╔══
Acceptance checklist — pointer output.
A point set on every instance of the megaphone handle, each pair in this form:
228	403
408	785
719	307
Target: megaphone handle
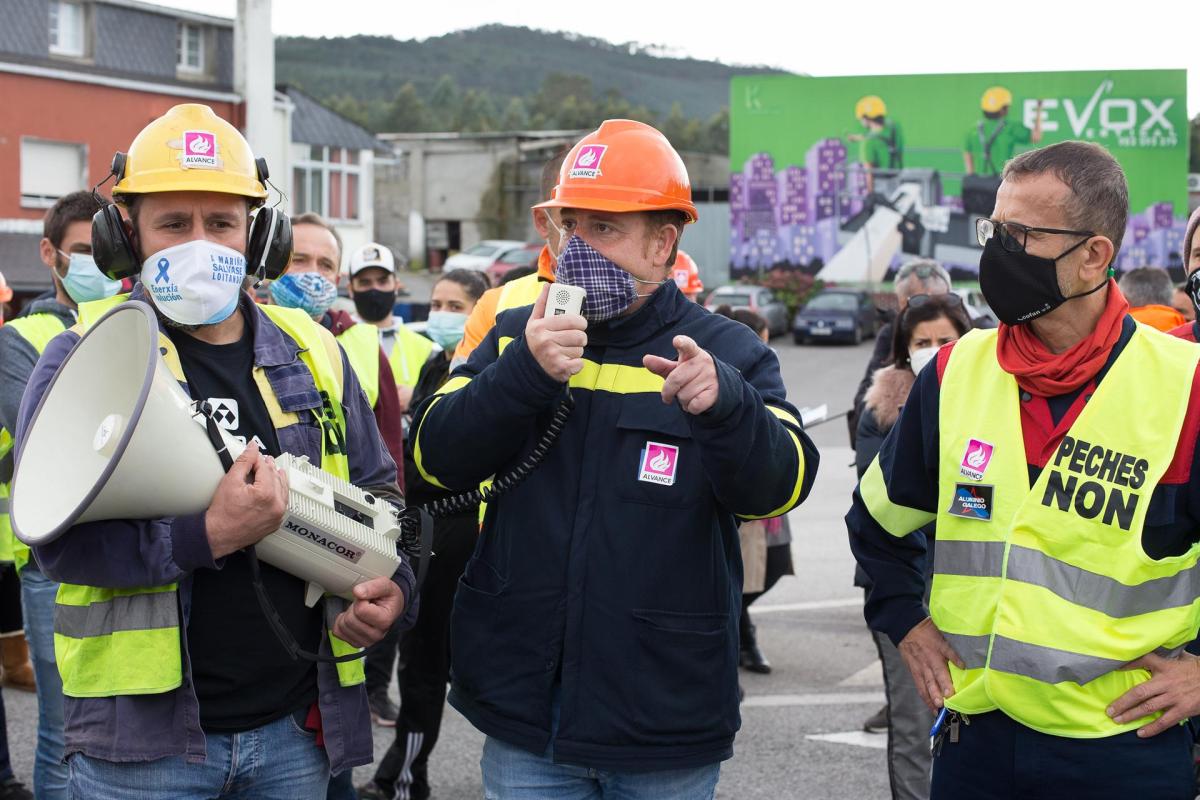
╚══
Which lines hold the string "handle"? Copy all of them from the data above.

→ **Finished task**
A point set on every instance of the megaphone handle, each pair in this form:
Target: megaphone handle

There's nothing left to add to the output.